-- Begin Provided records --
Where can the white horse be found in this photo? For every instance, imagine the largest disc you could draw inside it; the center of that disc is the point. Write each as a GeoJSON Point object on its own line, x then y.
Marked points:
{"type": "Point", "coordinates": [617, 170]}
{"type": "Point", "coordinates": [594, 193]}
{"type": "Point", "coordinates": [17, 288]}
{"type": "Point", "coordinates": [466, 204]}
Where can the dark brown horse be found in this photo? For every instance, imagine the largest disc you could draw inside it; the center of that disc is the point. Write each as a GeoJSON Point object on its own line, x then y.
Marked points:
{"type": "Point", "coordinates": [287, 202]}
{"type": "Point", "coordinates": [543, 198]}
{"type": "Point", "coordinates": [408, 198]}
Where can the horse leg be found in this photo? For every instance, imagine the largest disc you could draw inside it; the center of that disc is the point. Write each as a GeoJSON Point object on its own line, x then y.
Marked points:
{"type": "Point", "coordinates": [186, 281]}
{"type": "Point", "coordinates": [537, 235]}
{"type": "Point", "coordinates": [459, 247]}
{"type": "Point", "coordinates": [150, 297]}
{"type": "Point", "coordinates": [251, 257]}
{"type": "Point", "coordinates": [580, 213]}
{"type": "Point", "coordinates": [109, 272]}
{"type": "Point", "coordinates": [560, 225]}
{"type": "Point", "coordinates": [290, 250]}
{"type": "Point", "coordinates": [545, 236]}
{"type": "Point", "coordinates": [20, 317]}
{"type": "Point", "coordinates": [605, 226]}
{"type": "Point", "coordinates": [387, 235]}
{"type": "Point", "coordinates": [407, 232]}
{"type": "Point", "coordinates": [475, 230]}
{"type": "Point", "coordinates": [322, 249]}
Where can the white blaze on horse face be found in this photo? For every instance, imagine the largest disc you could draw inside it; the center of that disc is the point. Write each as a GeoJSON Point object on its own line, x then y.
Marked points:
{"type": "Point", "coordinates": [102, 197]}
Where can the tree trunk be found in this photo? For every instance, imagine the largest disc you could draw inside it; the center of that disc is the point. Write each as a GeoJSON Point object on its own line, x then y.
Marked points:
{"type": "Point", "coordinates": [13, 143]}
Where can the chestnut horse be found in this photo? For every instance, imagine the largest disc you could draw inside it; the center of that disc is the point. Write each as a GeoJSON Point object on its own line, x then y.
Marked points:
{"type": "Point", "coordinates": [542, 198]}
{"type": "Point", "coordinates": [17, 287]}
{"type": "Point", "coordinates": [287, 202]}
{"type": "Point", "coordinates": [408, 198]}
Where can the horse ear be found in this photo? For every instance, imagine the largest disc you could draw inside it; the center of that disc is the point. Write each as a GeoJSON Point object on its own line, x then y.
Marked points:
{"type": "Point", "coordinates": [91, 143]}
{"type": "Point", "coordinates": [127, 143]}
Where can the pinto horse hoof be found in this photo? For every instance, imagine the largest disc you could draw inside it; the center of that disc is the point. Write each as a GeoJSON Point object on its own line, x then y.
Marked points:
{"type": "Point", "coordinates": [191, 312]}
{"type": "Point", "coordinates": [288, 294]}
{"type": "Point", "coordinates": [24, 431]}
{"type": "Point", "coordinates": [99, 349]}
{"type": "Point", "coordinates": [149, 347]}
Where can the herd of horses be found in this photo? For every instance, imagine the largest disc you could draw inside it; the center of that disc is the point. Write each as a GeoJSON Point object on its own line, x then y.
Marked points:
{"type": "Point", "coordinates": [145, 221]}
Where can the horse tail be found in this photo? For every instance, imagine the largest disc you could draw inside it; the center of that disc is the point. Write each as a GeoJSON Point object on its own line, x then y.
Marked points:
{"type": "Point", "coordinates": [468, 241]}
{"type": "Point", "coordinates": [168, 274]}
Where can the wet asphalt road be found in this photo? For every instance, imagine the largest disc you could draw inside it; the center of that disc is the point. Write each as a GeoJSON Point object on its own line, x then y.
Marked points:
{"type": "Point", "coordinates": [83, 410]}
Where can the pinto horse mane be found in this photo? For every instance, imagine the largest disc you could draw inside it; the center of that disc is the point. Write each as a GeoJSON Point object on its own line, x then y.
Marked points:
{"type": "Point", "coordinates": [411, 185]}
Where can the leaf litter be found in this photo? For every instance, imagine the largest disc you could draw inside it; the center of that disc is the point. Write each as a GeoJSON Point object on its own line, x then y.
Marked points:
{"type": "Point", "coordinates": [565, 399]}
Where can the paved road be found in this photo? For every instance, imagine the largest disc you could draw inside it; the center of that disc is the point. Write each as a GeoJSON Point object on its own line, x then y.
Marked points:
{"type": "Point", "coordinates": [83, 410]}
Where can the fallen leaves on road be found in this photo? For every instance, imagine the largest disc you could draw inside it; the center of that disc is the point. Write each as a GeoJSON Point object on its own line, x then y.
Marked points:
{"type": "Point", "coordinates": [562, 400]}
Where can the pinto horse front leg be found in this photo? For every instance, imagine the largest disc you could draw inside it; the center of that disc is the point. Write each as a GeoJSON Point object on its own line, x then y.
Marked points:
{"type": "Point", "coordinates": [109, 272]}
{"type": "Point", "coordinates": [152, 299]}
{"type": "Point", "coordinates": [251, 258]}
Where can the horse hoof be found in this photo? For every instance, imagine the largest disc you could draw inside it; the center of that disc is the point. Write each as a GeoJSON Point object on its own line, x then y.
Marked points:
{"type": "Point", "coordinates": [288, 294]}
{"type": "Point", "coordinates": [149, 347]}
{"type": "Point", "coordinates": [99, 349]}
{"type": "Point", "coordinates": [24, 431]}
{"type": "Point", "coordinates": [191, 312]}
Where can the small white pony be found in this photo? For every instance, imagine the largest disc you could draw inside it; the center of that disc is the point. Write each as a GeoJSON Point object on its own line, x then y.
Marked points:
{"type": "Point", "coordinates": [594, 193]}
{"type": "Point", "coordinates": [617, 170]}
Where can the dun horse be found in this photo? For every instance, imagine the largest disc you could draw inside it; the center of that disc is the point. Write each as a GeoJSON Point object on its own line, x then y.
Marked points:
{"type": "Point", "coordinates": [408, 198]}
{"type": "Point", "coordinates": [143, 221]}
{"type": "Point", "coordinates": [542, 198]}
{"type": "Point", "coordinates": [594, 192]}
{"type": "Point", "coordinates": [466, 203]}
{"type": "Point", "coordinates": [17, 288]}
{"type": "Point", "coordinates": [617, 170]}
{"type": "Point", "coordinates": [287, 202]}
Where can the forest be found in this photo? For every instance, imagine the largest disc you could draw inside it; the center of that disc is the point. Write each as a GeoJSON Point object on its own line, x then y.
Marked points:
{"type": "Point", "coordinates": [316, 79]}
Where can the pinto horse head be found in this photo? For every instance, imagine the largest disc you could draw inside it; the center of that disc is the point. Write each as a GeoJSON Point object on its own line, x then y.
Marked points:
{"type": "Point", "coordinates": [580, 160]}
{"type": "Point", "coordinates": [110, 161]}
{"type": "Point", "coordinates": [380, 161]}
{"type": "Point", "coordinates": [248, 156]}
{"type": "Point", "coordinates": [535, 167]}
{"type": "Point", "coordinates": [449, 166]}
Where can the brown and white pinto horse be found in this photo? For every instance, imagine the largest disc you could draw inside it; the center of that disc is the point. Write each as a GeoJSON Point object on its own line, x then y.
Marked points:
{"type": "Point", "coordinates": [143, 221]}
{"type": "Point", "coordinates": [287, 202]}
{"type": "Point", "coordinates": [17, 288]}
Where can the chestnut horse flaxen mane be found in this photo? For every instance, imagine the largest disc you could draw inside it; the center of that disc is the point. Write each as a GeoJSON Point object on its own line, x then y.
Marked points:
-- End Provided records --
= Instructions to follow =
Retype every record above exactly as it appears.

= Response =
Where can the white horse be found in this photo? For every instance, imagine the largest disc you could draw inside it; the center of that disc is the point. Write each as a GeoJSON Point object on its own line, x then y.
Marked points:
{"type": "Point", "coordinates": [617, 170]}
{"type": "Point", "coordinates": [594, 193]}
{"type": "Point", "coordinates": [17, 288]}
{"type": "Point", "coordinates": [466, 204]}
Where can the dark brown horse be found in this photo? For every instance, imagine the largest disc you could draw inside it; the center of that disc is the point. Write each as a GeoJSON Point object on its own line, x then y.
Marked points:
{"type": "Point", "coordinates": [287, 202]}
{"type": "Point", "coordinates": [543, 198]}
{"type": "Point", "coordinates": [408, 198]}
Where can the horse leg be found in this photo? For every instance, imagine the largest disc you could draw inside it; the center of that disc is the point. Write each as a GeoJSON Point object on its own line, x then y.
Marked points:
{"type": "Point", "coordinates": [186, 281]}
{"type": "Point", "coordinates": [537, 235]}
{"type": "Point", "coordinates": [459, 247]}
{"type": "Point", "coordinates": [150, 297]}
{"type": "Point", "coordinates": [251, 257]}
{"type": "Point", "coordinates": [580, 213]}
{"type": "Point", "coordinates": [109, 272]}
{"type": "Point", "coordinates": [560, 225]}
{"type": "Point", "coordinates": [290, 250]}
{"type": "Point", "coordinates": [545, 236]}
{"type": "Point", "coordinates": [20, 317]}
{"type": "Point", "coordinates": [605, 226]}
{"type": "Point", "coordinates": [387, 235]}
{"type": "Point", "coordinates": [407, 232]}
{"type": "Point", "coordinates": [475, 230]}
{"type": "Point", "coordinates": [322, 249]}
Where can the white blaze on horse face be found in this photo? For every instance, imagine the largest disc you could draw inside it; the center of that disc is the point. Write each as a GeoJSON Point object on its own line, x then y.
Marked points:
{"type": "Point", "coordinates": [102, 197]}
Where can the tree trunk be found in this photo? For every instance, imagine the largest disc you could draw inside it; the center of that disc is the point. Write each as a GeoJSON Point object on its own line, x then y.
Marked points:
{"type": "Point", "coordinates": [13, 143]}
Where can the chestnut horse be found in this photo? For every instance, imagine the largest disc you could draw inside it; the center of that disc is the point. Write each as a GeoJSON Point object on its own line, x then y.
Marked points:
{"type": "Point", "coordinates": [542, 198]}
{"type": "Point", "coordinates": [17, 287]}
{"type": "Point", "coordinates": [287, 202]}
{"type": "Point", "coordinates": [408, 198]}
Where can the horse ear be found in this photo? For every instance, imagine the largest disc you could draw inside it; the center of that disc is the point. Write each as a GeoJSON Point object on its own line, x then y.
Marked points:
{"type": "Point", "coordinates": [91, 143]}
{"type": "Point", "coordinates": [127, 143]}
Where can the pinto horse hoof be found in this photo? For every instance, imagine the largest disc you could draw inside it; the center of that disc is the point. Write each as a GeoJSON Point object on its own line, x then y.
Marked points:
{"type": "Point", "coordinates": [191, 312]}
{"type": "Point", "coordinates": [288, 294]}
{"type": "Point", "coordinates": [24, 431]}
{"type": "Point", "coordinates": [99, 349]}
{"type": "Point", "coordinates": [149, 347]}
Where can the herd of horses be found in this photo? For every instance, imagine the largest disc you could draw inside it; the center of that disc is the point. Write each as a GeoJSON Point object on its own line, x then y.
Marked points:
{"type": "Point", "coordinates": [145, 221]}
Where can the horse tail be found in this photo? For every instance, imagine the largest disc you could draw inside it; the center of that disc is the point. Write each as a GeoJSON Point object on its own line, x then y.
Marked points:
{"type": "Point", "coordinates": [468, 241]}
{"type": "Point", "coordinates": [168, 274]}
Where can the wet asphalt road be found in this photo? For every instance, imagine the largest disc you could draw inside it; the center of that disc is the point. Write each as a GeoJSON Point object on its own line, x then y.
Marked points:
{"type": "Point", "coordinates": [83, 410]}
Where can the pinto horse mane be found in this photo? For every instance, imagine the largest disc you could draw inside it; the center of that disc is the point. Write each as a GeoJSON Point object on its own line, x then y.
Marked points:
{"type": "Point", "coordinates": [411, 185]}
Where can the leaf litter be found in this photo? For every instance, imagine the largest disc you could draw inside it; the center of that disc is the point. Write each as a GeoJSON Point object on its own line, x then y.
Marked points:
{"type": "Point", "coordinates": [565, 399]}
Where can the paved road be found in this photo? For every instance, imagine the largest disc you could draw inside it; the center of that disc is the point. Write each as a GeoJSON Point object on its own line, x then y.
Marked points:
{"type": "Point", "coordinates": [83, 410]}
Where can the fallen leaves on road be found in this photo? For every instance, imagine the largest disc you could draw inside it; the center of that disc is the point. Write each as a GeoJSON Point object on its own line, x then y.
Marked points:
{"type": "Point", "coordinates": [562, 400]}
Where can the pinto horse front leg be found in this photo? For every instance, imagine the largest disc you could draw inside it; the center of that disc is the point. Write each as a GeoJSON Point object on its own line, x then y.
Marked points:
{"type": "Point", "coordinates": [109, 272]}
{"type": "Point", "coordinates": [152, 299]}
{"type": "Point", "coordinates": [251, 258]}
Where can the horse hoof be found in this photo? For every instance, imagine the largest disc you could draw inside it; the center of that disc is the point. Write each as a GeoJSON Point object on its own line, x then y.
Marked points:
{"type": "Point", "coordinates": [288, 294]}
{"type": "Point", "coordinates": [149, 347]}
{"type": "Point", "coordinates": [99, 349]}
{"type": "Point", "coordinates": [24, 431]}
{"type": "Point", "coordinates": [191, 312]}
Where can the small white pony be found in this photo? For every instance, imagine the largest disc you could draw inside it; the center of that disc is the point. Write each as a GeoJSON Point object on its own line, x then y.
Marked points:
{"type": "Point", "coordinates": [594, 193]}
{"type": "Point", "coordinates": [617, 170]}
Where can the dun horse be found in this photo? For every instance, imagine the largest disc you could draw inside it; the center of that disc is the point. Write each as a GeoJSON Point object on its own line, x then y.
Marked points:
{"type": "Point", "coordinates": [408, 198]}
{"type": "Point", "coordinates": [143, 221]}
{"type": "Point", "coordinates": [542, 198]}
{"type": "Point", "coordinates": [594, 192]}
{"type": "Point", "coordinates": [466, 203]}
{"type": "Point", "coordinates": [17, 288]}
{"type": "Point", "coordinates": [617, 170]}
{"type": "Point", "coordinates": [287, 202]}
Where can the forest be found in this photo? For every instance, imagine the largest disc you could draw inside it; the center of that disc is the point. Write each as a GeoJSON Point object on its own line, x then y.
Marked points:
{"type": "Point", "coordinates": [316, 79]}
Where can the pinto horse head be found in this photo? For every instance, imagine the largest disc you could draw inside it; the center of that disc is the point. Write each as a GeoJSON Point object on its own line, x then y.
Marked points:
{"type": "Point", "coordinates": [580, 160]}
{"type": "Point", "coordinates": [110, 161]}
{"type": "Point", "coordinates": [380, 161]}
{"type": "Point", "coordinates": [248, 156]}
{"type": "Point", "coordinates": [535, 167]}
{"type": "Point", "coordinates": [449, 166]}
Where can the brown and white pinto horse be found in this photo? For every instance, imagine the largest disc you could draw inside it; the center of that disc is the point. Write each as a GeoJSON Point object on its own line, x then y.
Marked points:
{"type": "Point", "coordinates": [143, 221]}
{"type": "Point", "coordinates": [287, 202]}
{"type": "Point", "coordinates": [17, 288]}
Where can the chestnut horse flaxen mane be found in this photo? For every instance, imagine the largest disc you could draw inside it; the center of that disc is the point. Write each as a GeoJSON Point object on its own line, x then y.
Marked points:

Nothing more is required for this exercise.